Stored data:

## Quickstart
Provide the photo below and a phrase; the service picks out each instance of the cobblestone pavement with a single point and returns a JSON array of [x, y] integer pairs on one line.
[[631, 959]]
--
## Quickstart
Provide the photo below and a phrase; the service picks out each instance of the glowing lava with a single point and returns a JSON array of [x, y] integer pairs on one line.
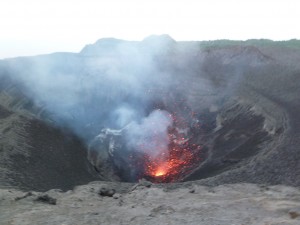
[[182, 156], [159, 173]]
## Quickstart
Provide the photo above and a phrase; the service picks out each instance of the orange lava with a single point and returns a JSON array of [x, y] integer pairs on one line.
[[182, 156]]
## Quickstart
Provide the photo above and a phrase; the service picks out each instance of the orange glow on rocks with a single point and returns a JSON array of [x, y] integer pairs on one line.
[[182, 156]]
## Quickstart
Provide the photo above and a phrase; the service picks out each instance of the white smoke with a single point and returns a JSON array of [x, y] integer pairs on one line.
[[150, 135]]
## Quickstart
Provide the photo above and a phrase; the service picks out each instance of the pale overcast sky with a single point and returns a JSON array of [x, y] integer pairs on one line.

Problem description: For the data above, set down exactly the lines from the line with "of the glowing" to the line with "of the pale", both included, leaving pictures out.

Solution for this exercise:
Provide the photo below and a phrase; the service picks out each instance of the glowing lava with a single point and returns a JSON array of [x, y] integer pairs on one line.
[[182, 156], [159, 173]]
## Quickstart
Provide the photo above and a phrase; the service picks out each instance of the orange lava with a single point and returns a JSON array of [x, y] integer pairs on one line.
[[182, 156]]
## Quickstart
Provide the photo above and a phrase; the service picks out each instance of the orange glow on rocks with a single point and returns a JSON array of [x, y] integer pairs on one line.
[[182, 156]]
## Quickstart
Provide the photo above and a phrase; the service picks out each instance of the white smoke with a single point and returns a JSON array of [x, y] integer pairs on one line.
[[150, 135]]
## Quickstart
Provide the photo above and a phrase; the service picks out each instance of the pale overcast sky with a single point and returns a JSON array of [x, y] integer pairs on one line.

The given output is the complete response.